▶ _What is being asked_: Rewrite the entries below with every "gold jersey stripe" changed to "yellow jersey stripe" and everything else kept the same. Leave out the pictures.
#### Data
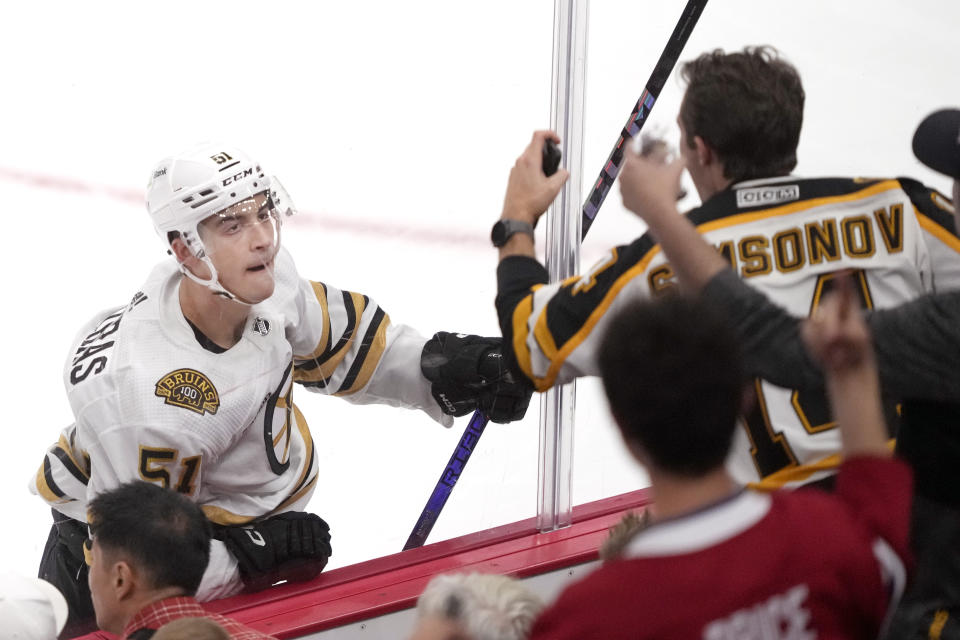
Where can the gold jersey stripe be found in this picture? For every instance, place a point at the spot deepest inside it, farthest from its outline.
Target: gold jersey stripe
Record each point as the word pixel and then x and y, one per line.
pixel 556 362
pixel 802 472
pixel 63 444
pixel 557 358
pixel 520 349
pixel 47 492
pixel 320 291
pixel 325 371
pixel 225 517
pixel 802 205
pixel 370 359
########
▶ _Response_:
Where can the yellow jersey stripe be found in this picture? For every instance, place a point at the spot deepest inside it, farthest from its outline.
Target: yellow jersey stripe
Record each point as the word pixel and then x and y, one per line.
pixel 556 362
pixel 802 472
pixel 63 444
pixel 557 358
pixel 520 349
pixel 47 492
pixel 320 291
pixel 325 371
pixel 225 517
pixel 802 205
pixel 370 359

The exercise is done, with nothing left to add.